> Task goal:
Copy word for word the lines of the entries below, from the line holding "task: give the mask of every instance of the white air" through the last line of the entries, both ends included.

*****

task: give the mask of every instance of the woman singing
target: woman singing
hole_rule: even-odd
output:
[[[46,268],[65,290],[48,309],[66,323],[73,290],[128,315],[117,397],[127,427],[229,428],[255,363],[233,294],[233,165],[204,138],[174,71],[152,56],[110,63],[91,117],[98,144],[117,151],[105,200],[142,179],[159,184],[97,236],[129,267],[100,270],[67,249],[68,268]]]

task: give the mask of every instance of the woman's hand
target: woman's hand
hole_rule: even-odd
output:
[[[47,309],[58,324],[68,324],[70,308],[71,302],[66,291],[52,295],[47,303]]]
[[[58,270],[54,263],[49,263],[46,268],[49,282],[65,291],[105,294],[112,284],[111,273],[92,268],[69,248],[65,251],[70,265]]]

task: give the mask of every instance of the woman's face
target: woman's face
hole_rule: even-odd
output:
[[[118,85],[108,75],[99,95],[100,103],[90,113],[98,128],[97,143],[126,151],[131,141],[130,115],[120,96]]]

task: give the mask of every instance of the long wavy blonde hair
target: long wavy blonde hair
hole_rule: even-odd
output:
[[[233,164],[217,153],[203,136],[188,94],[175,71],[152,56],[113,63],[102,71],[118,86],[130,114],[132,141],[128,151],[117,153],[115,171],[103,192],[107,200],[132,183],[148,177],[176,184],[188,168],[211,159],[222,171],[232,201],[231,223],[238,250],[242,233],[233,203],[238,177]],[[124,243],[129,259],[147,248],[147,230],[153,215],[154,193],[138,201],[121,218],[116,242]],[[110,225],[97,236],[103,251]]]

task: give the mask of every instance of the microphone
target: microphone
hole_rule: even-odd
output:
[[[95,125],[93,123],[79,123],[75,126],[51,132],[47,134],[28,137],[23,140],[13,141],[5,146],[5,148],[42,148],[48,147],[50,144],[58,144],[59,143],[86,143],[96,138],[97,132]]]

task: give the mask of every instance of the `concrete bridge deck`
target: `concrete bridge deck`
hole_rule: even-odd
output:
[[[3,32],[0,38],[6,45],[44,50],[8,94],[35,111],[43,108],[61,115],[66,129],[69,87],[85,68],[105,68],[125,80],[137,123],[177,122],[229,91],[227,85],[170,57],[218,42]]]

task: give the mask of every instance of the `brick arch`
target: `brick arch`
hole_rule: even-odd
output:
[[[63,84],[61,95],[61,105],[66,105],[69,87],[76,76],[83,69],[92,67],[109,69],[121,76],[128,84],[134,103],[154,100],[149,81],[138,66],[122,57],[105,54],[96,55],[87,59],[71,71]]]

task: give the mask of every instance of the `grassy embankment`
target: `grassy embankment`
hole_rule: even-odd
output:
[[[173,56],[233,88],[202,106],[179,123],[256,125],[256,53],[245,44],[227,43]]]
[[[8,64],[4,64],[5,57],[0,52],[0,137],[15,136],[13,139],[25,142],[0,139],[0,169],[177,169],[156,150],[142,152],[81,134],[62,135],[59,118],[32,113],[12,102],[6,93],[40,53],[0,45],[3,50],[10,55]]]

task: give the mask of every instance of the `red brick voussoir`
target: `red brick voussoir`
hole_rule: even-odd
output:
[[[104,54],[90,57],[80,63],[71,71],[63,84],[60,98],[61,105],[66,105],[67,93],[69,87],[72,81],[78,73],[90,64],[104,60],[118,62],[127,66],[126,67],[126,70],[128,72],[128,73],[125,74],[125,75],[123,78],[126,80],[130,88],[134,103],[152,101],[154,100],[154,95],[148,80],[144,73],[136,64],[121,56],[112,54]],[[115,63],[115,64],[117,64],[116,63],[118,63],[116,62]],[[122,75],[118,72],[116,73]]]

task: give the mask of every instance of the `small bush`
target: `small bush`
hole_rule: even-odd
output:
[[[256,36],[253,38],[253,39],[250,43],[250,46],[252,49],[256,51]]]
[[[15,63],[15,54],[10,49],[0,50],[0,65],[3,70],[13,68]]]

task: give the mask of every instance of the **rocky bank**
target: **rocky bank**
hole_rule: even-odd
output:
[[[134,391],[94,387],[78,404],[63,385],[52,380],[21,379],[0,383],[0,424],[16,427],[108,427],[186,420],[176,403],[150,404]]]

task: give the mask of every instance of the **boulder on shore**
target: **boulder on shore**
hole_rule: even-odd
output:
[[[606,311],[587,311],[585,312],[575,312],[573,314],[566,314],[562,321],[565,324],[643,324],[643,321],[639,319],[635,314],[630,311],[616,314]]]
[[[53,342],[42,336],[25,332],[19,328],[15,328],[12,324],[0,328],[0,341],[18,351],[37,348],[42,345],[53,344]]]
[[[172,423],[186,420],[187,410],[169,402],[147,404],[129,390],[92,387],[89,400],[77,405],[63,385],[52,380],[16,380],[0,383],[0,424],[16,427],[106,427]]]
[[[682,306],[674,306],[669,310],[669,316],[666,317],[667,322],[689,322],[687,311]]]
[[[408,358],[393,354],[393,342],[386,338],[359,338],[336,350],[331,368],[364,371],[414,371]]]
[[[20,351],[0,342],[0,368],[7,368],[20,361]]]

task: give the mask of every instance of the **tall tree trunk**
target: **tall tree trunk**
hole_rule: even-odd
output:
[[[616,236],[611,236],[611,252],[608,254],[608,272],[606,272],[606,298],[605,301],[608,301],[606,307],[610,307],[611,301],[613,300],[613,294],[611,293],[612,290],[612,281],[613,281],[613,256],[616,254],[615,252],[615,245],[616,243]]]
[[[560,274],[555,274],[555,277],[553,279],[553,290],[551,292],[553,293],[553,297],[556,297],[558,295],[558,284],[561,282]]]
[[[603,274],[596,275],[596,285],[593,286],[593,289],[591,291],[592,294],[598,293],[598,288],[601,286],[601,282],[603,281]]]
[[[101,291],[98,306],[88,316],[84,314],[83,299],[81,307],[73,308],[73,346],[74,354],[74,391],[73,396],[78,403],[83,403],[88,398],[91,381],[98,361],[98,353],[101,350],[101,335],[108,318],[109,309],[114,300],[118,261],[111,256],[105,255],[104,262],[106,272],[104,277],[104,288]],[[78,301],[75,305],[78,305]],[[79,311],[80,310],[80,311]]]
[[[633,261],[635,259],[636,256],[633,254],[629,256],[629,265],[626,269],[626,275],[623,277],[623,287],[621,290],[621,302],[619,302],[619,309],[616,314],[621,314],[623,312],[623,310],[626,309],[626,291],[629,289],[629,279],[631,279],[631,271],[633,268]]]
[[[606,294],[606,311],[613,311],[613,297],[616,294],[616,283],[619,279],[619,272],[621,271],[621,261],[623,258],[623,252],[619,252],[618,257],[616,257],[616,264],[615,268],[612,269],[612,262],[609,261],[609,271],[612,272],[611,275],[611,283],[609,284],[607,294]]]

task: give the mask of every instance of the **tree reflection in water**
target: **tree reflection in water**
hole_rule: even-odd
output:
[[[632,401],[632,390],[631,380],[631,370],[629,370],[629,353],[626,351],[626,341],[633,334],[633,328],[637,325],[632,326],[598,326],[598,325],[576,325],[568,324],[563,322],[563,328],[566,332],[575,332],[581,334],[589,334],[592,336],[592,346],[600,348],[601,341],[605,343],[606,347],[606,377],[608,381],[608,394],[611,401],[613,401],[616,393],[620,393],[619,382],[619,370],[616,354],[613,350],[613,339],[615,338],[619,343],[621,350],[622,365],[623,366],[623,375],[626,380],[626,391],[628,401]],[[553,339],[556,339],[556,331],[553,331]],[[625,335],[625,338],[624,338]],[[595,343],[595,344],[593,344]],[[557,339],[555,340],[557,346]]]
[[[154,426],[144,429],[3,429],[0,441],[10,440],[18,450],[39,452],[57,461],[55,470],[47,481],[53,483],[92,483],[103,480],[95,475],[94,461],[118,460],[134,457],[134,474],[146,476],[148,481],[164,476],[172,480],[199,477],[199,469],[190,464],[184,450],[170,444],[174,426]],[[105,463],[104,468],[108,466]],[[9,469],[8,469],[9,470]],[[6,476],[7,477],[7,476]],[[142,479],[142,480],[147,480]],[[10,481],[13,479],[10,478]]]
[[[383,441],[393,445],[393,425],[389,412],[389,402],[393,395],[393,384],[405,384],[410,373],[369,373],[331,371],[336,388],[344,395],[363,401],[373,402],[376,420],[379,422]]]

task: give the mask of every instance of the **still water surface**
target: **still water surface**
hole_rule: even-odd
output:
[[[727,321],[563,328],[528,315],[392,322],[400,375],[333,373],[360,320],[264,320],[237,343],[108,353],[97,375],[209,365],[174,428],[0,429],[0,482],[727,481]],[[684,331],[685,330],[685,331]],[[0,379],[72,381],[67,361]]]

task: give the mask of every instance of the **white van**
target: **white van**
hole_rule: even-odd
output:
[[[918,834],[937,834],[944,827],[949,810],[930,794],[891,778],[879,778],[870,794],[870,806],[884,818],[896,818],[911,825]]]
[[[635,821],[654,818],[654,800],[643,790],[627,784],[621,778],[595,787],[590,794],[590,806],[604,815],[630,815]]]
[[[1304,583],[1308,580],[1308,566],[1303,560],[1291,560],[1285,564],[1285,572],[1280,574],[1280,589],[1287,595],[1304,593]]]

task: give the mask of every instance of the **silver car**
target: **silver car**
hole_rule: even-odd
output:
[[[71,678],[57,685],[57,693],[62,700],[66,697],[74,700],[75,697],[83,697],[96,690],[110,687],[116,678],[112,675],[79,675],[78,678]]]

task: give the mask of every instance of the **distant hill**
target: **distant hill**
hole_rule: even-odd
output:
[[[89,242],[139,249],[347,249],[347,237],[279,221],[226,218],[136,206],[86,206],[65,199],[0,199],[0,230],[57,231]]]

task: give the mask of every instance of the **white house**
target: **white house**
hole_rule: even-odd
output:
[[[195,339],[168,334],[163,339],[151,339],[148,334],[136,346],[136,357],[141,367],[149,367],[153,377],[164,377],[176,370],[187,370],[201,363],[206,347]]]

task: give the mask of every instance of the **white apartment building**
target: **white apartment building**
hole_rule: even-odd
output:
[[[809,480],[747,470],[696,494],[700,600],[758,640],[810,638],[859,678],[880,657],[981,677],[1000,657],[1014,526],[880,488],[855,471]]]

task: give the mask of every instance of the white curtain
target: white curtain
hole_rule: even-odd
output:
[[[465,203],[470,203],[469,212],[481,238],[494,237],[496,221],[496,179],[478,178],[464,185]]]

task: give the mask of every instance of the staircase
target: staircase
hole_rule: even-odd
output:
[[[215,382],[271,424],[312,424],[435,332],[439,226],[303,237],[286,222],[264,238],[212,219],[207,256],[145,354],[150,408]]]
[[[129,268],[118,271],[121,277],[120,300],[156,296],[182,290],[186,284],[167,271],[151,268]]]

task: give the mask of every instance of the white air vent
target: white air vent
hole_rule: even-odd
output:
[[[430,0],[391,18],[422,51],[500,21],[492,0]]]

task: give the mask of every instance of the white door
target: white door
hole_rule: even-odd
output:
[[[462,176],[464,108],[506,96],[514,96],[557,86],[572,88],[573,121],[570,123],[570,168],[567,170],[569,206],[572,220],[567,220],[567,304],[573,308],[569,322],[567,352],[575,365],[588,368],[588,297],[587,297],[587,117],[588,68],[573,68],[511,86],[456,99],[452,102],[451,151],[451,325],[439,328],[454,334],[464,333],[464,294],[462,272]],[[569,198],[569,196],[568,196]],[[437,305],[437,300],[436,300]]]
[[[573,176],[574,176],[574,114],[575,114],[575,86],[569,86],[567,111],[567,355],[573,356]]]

*****

> Exercise output:
task: give the mask of every instance of the white air vent
target: white air vent
hole_rule: even-odd
output:
[[[430,0],[391,18],[422,51],[500,21],[492,0]]]

task: give the mask of every instance of the white door
target: white door
hole_rule: even-odd
output:
[[[462,176],[464,108],[506,96],[514,96],[557,86],[572,88],[573,121],[570,123],[570,168],[567,170],[569,206],[572,220],[567,220],[567,304],[573,308],[569,322],[567,352],[575,365],[588,368],[588,297],[587,297],[587,117],[588,68],[573,68],[511,86],[456,99],[452,102],[451,151],[451,325],[439,328],[454,334],[464,333],[464,294],[462,272]],[[569,198],[569,196],[568,196]],[[437,305],[437,300],[436,300]]]
[[[573,176],[574,176],[574,114],[575,114],[575,86],[569,86],[567,111],[567,355],[573,356]]]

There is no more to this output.